**What is expected:** Carry on the forum thread about AvroRecordSetWriter and ConvertAvroToORC, starting right after its final line.

**Text block:**
Created 08-11-2017 03:15 PM
Can you share the configuration of AvroRecordSetWriter? That file doesn't look like it has a schema embedded in it (you can usually see the schema as JSON near the beginning of the file contents). You may need to configure the writer to embed the schema for use by ConvertAvroToORC or avro-tools (if you don't separately provide the schema to the latter).
Created on 08-11-2017 03:26 PM - edited 08-17-2019 08:03 PM
The files are really small too as seen above and don't seem complete.
I have done that conversion before with no issues.
I am wondering if this is related to having a bunch of null fields.

**Extracted entries:**
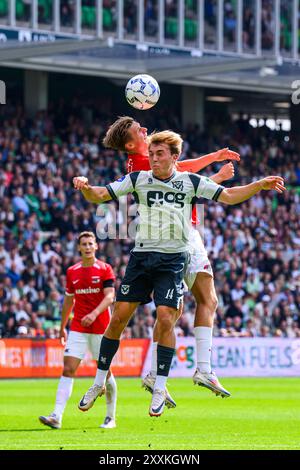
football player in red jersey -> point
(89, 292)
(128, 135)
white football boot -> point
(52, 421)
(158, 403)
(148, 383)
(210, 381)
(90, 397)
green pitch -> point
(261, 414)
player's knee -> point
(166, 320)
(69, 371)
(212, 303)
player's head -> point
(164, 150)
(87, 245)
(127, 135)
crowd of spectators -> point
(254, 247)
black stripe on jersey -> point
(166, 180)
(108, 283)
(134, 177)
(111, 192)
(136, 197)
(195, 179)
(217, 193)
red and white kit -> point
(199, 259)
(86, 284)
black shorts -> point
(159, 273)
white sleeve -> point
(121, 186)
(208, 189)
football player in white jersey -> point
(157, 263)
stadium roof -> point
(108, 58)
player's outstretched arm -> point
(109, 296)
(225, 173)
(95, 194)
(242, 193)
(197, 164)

**Output of the exercise:**
Created 08-11-2017 03:48 PM
I think the issue is with the HWX Content-Encoded Schema Reference, this is a special "header" in an avro file which makes it easy to integrate with HWX Schema Registry serializers and deserializers, but likely precludes it from being understood by Apache Avro readers such as the one in ConvertAvroToORC or avro-tools. If you can, try setting the Schema Write Strategy to Embed Avro Schema; this will result in larger flow files but should work in downstream processors. If/when there is a OrcRecordSetWriter, you should be able to reuse the HWX schema reference option there.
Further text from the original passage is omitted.